* Start Given records *
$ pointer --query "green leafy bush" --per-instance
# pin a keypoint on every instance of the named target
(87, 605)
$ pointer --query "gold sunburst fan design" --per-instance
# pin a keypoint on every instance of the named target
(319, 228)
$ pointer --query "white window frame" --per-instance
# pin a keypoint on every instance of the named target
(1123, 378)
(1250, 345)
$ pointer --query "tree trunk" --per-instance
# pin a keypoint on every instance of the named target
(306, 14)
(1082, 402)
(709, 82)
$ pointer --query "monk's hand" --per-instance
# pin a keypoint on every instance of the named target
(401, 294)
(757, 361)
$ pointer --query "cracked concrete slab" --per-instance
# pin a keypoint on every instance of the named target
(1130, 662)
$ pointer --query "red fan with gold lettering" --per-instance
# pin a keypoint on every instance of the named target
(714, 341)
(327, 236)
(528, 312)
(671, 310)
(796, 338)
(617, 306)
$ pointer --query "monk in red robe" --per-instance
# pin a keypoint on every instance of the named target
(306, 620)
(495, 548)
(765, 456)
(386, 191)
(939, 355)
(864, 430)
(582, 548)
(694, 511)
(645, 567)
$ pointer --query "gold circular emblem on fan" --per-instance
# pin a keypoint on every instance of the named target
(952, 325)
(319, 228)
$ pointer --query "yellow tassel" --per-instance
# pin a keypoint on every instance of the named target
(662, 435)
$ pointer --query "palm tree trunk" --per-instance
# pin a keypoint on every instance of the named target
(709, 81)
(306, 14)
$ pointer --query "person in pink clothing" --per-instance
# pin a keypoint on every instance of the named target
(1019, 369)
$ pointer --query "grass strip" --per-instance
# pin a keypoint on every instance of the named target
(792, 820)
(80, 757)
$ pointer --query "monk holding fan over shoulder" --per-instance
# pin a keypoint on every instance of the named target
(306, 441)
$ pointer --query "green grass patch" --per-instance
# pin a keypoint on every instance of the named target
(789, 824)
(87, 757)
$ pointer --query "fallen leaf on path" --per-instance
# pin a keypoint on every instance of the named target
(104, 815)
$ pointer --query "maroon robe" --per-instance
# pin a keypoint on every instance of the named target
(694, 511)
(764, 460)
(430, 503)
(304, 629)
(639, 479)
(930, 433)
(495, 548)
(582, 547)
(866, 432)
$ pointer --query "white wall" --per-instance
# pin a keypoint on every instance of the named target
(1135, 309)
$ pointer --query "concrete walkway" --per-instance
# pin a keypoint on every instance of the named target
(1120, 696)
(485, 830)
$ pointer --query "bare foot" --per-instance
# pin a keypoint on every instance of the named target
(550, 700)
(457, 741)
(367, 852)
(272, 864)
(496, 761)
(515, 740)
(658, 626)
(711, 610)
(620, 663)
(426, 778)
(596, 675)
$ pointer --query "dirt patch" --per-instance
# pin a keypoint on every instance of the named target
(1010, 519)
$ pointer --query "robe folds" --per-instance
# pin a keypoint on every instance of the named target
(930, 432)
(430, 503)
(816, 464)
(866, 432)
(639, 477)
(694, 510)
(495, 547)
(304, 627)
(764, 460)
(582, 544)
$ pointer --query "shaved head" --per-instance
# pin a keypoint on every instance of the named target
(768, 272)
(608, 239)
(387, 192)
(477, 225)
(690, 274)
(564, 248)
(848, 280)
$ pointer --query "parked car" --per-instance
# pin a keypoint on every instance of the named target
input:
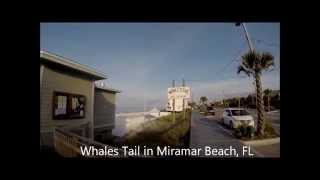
(234, 117)
(211, 110)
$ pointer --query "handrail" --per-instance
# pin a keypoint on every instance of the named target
(68, 143)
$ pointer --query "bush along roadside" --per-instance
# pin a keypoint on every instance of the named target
(245, 132)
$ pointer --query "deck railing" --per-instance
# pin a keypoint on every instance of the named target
(68, 144)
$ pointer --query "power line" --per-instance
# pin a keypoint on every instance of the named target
(259, 41)
(220, 72)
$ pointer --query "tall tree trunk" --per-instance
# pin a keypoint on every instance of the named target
(268, 103)
(260, 105)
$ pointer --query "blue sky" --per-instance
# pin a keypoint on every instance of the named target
(142, 59)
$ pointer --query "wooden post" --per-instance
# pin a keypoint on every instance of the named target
(173, 103)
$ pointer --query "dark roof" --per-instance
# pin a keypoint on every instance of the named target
(107, 89)
(50, 57)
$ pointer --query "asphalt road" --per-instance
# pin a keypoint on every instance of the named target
(207, 131)
(273, 117)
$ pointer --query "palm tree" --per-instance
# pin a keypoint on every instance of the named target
(203, 99)
(253, 63)
(267, 93)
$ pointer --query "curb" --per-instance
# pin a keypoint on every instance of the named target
(262, 142)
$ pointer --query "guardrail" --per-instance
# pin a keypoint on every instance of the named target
(68, 144)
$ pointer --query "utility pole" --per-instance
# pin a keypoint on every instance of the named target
(246, 34)
(173, 104)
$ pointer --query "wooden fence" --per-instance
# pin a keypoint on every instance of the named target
(68, 144)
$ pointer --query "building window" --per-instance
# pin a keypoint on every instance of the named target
(68, 106)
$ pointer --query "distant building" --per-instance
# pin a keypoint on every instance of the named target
(178, 98)
(70, 99)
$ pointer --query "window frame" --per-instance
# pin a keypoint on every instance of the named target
(68, 115)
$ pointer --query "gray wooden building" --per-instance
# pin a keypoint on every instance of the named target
(69, 98)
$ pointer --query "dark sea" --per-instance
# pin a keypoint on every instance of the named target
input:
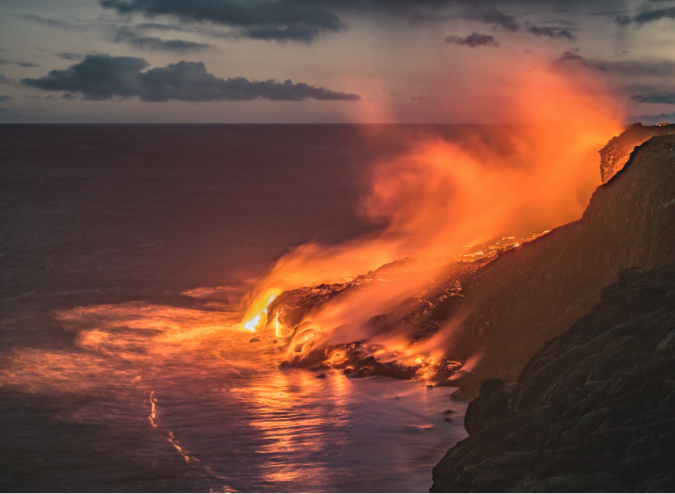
(125, 253)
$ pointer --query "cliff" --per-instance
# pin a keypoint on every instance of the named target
(594, 409)
(510, 304)
(615, 154)
(537, 291)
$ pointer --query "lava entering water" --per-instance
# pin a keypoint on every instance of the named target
(438, 200)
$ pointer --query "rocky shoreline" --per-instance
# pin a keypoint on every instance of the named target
(594, 410)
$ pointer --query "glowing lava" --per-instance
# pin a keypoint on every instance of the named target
(441, 197)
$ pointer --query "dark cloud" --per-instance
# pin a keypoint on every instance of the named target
(654, 15)
(668, 98)
(473, 40)
(550, 32)
(53, 23)
(128, 36)
(102, 77)
(491, 15)
(641, 68)
(262, 19)
(647, 16)
(70, 56)
(4, 61)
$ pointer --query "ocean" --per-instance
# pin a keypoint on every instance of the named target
(126, 252)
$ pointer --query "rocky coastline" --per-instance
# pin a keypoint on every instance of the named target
(594, 408)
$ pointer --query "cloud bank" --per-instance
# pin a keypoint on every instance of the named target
(102, 77)
(473, 40)
(128, 36)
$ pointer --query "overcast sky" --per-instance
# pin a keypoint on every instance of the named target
(398, 61)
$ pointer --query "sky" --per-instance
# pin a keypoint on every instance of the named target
(321, 61)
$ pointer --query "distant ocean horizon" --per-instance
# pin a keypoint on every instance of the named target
(126, 250)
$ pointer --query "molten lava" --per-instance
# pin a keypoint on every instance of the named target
(442, 203)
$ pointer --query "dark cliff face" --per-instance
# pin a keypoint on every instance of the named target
(594, 410)
(535, 292)
(510, 305)
(615, 154)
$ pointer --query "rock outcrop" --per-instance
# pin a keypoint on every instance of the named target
(512, 303)
(615, 154)
(594, 409)
(537, 291)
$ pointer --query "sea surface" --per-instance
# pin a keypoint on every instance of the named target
(125, 253)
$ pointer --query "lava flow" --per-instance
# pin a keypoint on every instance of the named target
(443, 204)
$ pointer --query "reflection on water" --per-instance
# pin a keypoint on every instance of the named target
(188, 384)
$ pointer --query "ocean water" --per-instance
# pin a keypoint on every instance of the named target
(125, 252)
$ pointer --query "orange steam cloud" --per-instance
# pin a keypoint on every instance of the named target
(442, 196)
* End Given records *
▸ Directions for this task
Repeat the records above exactly, omitting every picture.

▸ Result for this exercise
$ pointer --query "green leafy bush" --per-instance
# pin a keypoint on every instance of the named target
(87, 605)
$ pointer --query "gold sunburst fan design" --per-instance
# pin a keypoint on every instance of the named target
(319, 228)
$ pointer --query "white window frame" --per-instance
# pin a keypoint on every instance of the named target
(1123, 378)
(1250, 345)
$ pointer --query "tree trunk" --per-instance
# pin a keypoint on every instance of the named target
(306, 14)
(1082, 402)
(709, 82)
$ pointer --query "monk's hand" --per-instance
# pin a keypoint on every instance of the named target
(401, 294)
(757, 361)
$ pointer --query "cracked concrete slab" --per-instance
# pin a keypoint on every instance of the named target
(1130, 662)
$ pointer --query "red fan with gold lettering" --per-instance
# pin a keypoint on every instance of the named target
(714, 341)
(327, 236)
(528, 312)
(671, 310)
(796, 338)
(617, 306)
$ pointer --query "monk in red robe" --per-instance
# pin a keypoint on every instance of the named target
(306, 620)
(495, 548)
(765, 456)
(386, 191)
(939, 355)
(864, 430)
(582, 548)
(694, 511)
(645, 567)
$ pointer --query "gold circular emblem on fan" --per-instance
# pin a keypoint on every instance of the named target
(952, 325)
(319, 228)
$ pointer --query "yellow tassel" --per-instance
# pin a keypoint on every instance of the named target
(662, 435)
$ pointer --query "palm tree trunk" --per-instance
# pin a keypoint on every instance of the named target
(709, 81)
(306, 14)
$ pointer --query "person in pink clothing" --per-instance
# pin a keypoint on every instance of the named target
(1019, 369)
$ pointer --query "grass strip" --per-instance
# pin a keypoint on every instance of the named target
(792, 820)
(80, 757)
$ pointer --query "monk holding fan over shoulder" --per-instance
# pin a keypoint on every instance of the named target
(306, 441)
$ pointer --query "green grass patch" --per-instance
# pin a keypoint on every instance of the named target
(789, 824)
(87, 757)
$ pointer --query "fallen leaf on path" --per-instance
# pin a keypoint on every instance of the named target
(104, 815)
$ pointer --query "maroon robe" --per-instance
# pin a keypoint on every instance of the named target
(694, 511)
(764, 460)
(430, 503)
(304, 629)
(639, 479)
(930, 433)
(495, 548)
(582, 547)
(866, 432)
$ pointer --query "white wall" --per-instance
# pin a keypoint on every instance of the named target
(1135, 309)
$ pointer --query "concrete walkway" --per-instance
# pin a keypoint on every instance of the named target
(1120, 696)
(485, 830)
$ pointer --query "bare foot" --per-instance
# pin a keypoint on every instance of the named target
(550, 700)
(457, 741)
(367, 852)
(272, 864)
(496, 761)
(515, 740)
(658, 626)
(711, 610)
(620, 663)
(426, 778)
(596, 675)
$ pointer --query "dirt patch" --per-instance
# pin a keypoint on every instance of the named target
(1010, 519)
$ pointer --query "robe folds" --per-instance
# pin a keypoint on every instance of the named target
(930, 432)
(430, 503)
(816, 464)
(866, 432)
(639, 477)
(694, 510)
(495, 547)
(304, 627)
(764, 460)
(582, 544)
$ pointer --query "shaved head" --per-instance
# pin a keypoint on every instance of the named target
(768, 272)
(608, 239)
(387, 192)
(477, 225)
(690, 274)
(564, 248)
(848, 280)
$ pointer --query "parked car" --per-instance
# pin a keypoint on every instance of the named target
input:
(234, 117)
(211, 110)
$ pointer --query "handrail" --per-instance
# pin a keypoint on every instance of the named target
(68, 143)
$ pointer --query "bush along roadside" --per-instance
# pin a keypoint on every instance of the named target
(245, 132)
$ pointer --query "deck railing" --per-instance
# pin a keypoint on every instance of the named target
(68, 144)
$ pointer --query "power line" --per-instance
# pin a keypoint on every instance of the named target
(259, 41)
(220, 72)
$ pointer --query "tall tree trunk" --per-instance
# pin a keypoint on every instance of the named target
(268, 103)
(260, 105)
$ pointer --query "blue sky" --per-instance
# pin a keypoint on every instance of the named target
(142, 59)
$ pointer --query "wooden post" --per-instance
# pin a keypoint on every instance of the named target
(173, 103)
$ pointer --query "dark roof" --per-instance
# pin a keypoint on every instance of the named target
(107, 89)
(50, 57)
$ pointer --query "asphalt road" --per-instance
# pin a keypoint on every instance of the named target
(207, 131)
(273, 117)
$ pointer --query "palm tree" --per-instance
# pin a keypoint on every instance of the named target
(203, 99)
(253, 63)
(267, 93)
$ pointer --query "curb" --per-instance
# pin a keypoint on every instance of the named target
(262, 142)
$ pointer --query "guardrail" --per-instance
# pin a keypoint on every instance of the named target
(68, 144)
$ pointer --query "utility pole" --per-instance
# pin a keypoint on every instance of the named target
(246, 34)
(173, 104)
$ pointer --query "wooden fence" --per-instance
# pin a keypoint on every instance of the named target
(68, 144)
$ pointer --query "building window" --per-instance
# pin a keypoint on every instance of the named target
(68, 106)
$ pointer --query "distant building" --per-instance
# pin a keypoint on every instance of the named target
(178, 98)
(70, 99)
$ pointer --query "window frame" --per-instance
# pin a keypoint on every instance of the named target
(68, 115)
$ pointer --query "gray wooden building" --per-instance
# pin a keypoint on every instance of the named target
(69, 98)
$ pointer --query "dark sea" --per-instance
# pin a keypoint on every instance of the named target
input:
(125, 253)
$ pointer --query "cliff" --per-instance
# pin a keypoint on every instance of the named target
(594, 409)
(510, 304)
(615, 154)
(537, 291)
$ pointer --query "lava entering water" --per-instance
# pin a keypoint on every instance of the named target
(438, 200)
$ pointer --query "rocky shoreline" --per-instance
# pin a keypoint on every instance of the named target
(594, 410)
$ pointer --query "glowing lava" --per-instance
# pin a keypoint on every instance of the named target
(441, 197)
$ pointer --query "dark cloud" --per-instance
# pin a keypoint on every instance of the named target
(654, 15)
(668, 98)
(473, 40)
(550, 32)
(53, 23)
(128, 36)
(102, 77)
(491, 15)
(641, 68)
(262, 19)
(647, 16)
(70, 56)
(4, 61)
$ pointer --query "ocean" --per-instance
# pin a keypoint on every instance of the named target
(126, 252)
$ pointer --query "rocky coastline" --per-instance
# pin a keypoint on every instance of the named target
(594, 408)
$ pointer --query "cloud bank" --per-instance
# pin a keypoint on every instance of the named target
(102, 77)
(473, 40)
(128, 36)
$ pointer --query "overcast sky" --per-instance
# pin a keypoint on every instance of the named target
(398, 61)
$ pointer --query "sky" --per-instance
# pin a keypoint on every instance of the named target
(321, 61)
$ pointer --query "distant ocean horizon" --per-instance
# pin a keypoint on every instance of the named target
(126, 250)
$ pointer --query "molten lava" --per-instance
# pin a keypoint on every instance of the named target
(442, 203)
$ pointer --query "dark cliff face" --per-instance
# pin a keypoint on every instance of the named target
(594, 410)
(535, 292)
(510, 305)
(615, 154)
$ pointer --query "rock outcrop" --per-instance
# pin a keypoint on every instance of the named target
(512, 303)
(615, 154)
(594, 409)
(537, 291)
$ pointer --query "sea surface" --per-instance
# pin a keypoint on every instance of the named target
(125, 253)
$ pointer --query "lava flow" --per-instance
# pin a keypoint on every instance of the named target
(443, 204)
$ pointer --query "reflection on water" --per-instance
# pin a keypoint on every instance of the named target
(188, 384)
$ pointer --query "ocean water" --per-instance
# pin a keypoint on every instance of the named target
(125, 252)
$ pointer --query "orange steam cloud" --per-instance
# pin a keypoint on every instance of the named target
(442, 196)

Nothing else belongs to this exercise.